Problem to solve: Please set out every line of the material below as a numbered list, leaving out blank lines.

═══ Data records ═══

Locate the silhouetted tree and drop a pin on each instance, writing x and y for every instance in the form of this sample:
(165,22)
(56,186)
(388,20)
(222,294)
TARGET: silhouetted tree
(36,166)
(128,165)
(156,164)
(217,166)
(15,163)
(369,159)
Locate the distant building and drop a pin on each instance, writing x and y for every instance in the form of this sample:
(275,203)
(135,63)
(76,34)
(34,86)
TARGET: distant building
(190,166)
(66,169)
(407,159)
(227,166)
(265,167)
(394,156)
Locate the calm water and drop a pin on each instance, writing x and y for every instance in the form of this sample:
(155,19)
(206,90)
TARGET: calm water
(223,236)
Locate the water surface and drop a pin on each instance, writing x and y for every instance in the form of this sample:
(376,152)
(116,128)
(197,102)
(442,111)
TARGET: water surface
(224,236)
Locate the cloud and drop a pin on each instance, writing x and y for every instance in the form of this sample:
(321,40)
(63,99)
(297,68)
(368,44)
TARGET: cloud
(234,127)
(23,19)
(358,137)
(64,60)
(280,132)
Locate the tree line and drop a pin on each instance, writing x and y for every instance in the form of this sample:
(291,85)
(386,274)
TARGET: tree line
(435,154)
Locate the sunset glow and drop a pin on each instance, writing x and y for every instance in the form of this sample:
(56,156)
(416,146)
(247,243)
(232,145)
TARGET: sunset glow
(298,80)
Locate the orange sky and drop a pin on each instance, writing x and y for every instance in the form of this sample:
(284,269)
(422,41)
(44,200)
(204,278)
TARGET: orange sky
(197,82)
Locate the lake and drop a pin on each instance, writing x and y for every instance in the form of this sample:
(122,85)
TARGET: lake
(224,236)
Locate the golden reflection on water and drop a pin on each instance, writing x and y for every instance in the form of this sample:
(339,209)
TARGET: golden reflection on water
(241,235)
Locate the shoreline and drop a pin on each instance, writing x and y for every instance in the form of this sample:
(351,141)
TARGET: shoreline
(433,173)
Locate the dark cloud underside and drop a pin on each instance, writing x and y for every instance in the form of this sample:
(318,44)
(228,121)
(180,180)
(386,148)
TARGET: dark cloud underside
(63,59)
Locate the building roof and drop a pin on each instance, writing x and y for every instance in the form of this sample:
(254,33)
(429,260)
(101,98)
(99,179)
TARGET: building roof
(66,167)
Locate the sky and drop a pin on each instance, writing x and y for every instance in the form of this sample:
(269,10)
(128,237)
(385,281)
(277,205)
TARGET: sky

═══

Result of this task:
1. Locate the silhouetted tree and drop a pin on each instance, writing x and y for every instance in the form of this sample:
2. (165,22)
3. (56,186)
4. (388,20)
5. (222,294)
6. TARGET: silhouetted tree
7. (36,166)
8. (128,165)
9. (156,164)
10. (217,166)
11. (15,163)
12. (369,159)
13. Locate the distant building and drop a pin on each instance, writing x and y for every instance in the form of this sample:
14. (275,203)
15. (135,63)
16. (76,34)
17. (34,86)
18. TARGET: distant building
19. (190,166)
20. (66,169)
21. (407,159)
22. (227,166)
23. (265,167)
24. (394,156)
25. Locate the calm water and drop a pin on each instance, writing x and y for every instance in the form of this sample:
26. (155,19)
27. (206,90)
28. TARGET: calm water
29. (223,236)
30. Locate the water surface and drop a pin on each instance, writing x and y for every instance in the form of this sample:
31. (376,152)
32. (116,128)
33. (197,102)
34. (442,111)
35. TARGET: water surface
36. (224,236)
37. Locate the cloud and drop a pin on each instance, writing x and y for every instance in the form of this sample:
38. (321,40)
39. (63,99)
40. (297,68)
41. (368,44)
42. TARGET: cloud
43. (234,127)
44. (23,19)
45. (358,137)
46. (64,60)
47. (280,132)
48. Locate the tree line and drop a pin on each instance, writing x and y for every instance in the form of this sample:
49. (291,85)
50. (386,274)
51. TARGET: tree line
52. (435,154)
53. Locate the sunset glow and drop a pin on each instance, writing x and y for every instance in the form of this sample:
54. (56,156)
55. (416,146)
56. (247,243)
57. (232,145)
58. TARGET: sunset glow
59. (298,80)
60. Locate the orange sky and drop a pin on each instance, writing x and y for every instance in the form of this sample:
61. (284,269)
62. (422,41)
63. (44,200)
64. (204,278)
65. TARGET: orange sky
66. (197,82)
67. Locate the lake and drop a pin on each instance, writing x and y for every instance in the form of this sample:
68. (122,85)
69. TARGET: lake
70. (224,236)
71. Locate the golden reflection on water and drop a pin on each instance, writing x and y for every instance in the form of this sample:
72. (339,209)
73. TARGET: golden reflection on water
74. (241,235)
75. Locate the shoreline and drop a pin on each instance, writing x and y for every instance in the form of this sample:
76. (351,141)
77. TARGET: shoreline
78. (433,173)
79. Locate the dark cloud underside and drop a pin on each instance, writing x and y for every instance in the form of this sample:
80. (318,44)
81. (228,121)
82. (180,180)
83. (386,148)
84. TARGET: dark cloud underside
85. (63,59)
86. Locate the building roof and drop a pin on each instance, writing x and y for every instance in the form of this sample:
87. (254,33)
88. (429,260)
89. (101,98)
90. (99,179)
91. TARGET: building roof
92. (66,167)
93. Locate the sky and drop a pin on each instance, writing x and y for every instance in the form of this sample:
94. (269,10)
95. (128,237)
96. (385,281)
97. (277,205)
98. TARGET: sky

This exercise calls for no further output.